- **RECORDS FOR THE EXERCISE**:
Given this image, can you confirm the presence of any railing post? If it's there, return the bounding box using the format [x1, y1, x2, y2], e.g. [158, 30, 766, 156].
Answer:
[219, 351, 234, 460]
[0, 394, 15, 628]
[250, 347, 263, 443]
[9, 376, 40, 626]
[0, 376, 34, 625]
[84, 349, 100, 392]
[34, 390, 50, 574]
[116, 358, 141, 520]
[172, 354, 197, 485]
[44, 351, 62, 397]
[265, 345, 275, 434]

- **REQUEST**: Quote all of the rows above word for word.

- **TASK OUTPUT**:
Given this image, can you confirm the presence of any railing post? If it's there, return the bounding box using the format [x1, y1, x2, y2], e.g. [158, 30, 766, 156].
Answer:
[219, 351, 234, 460]
[0, 394, 15, 628]
[250, 347, 263, 443]
[9, 376, 40, 626]
[0, 376, 34, 625]
[84, 349, 100, 392]
[34, 390, 50, 574]
[116, 358, 141, 520]
[172, 354, 197, 485]
[44, 351, 62, 397]
[265, 345, 275, 434]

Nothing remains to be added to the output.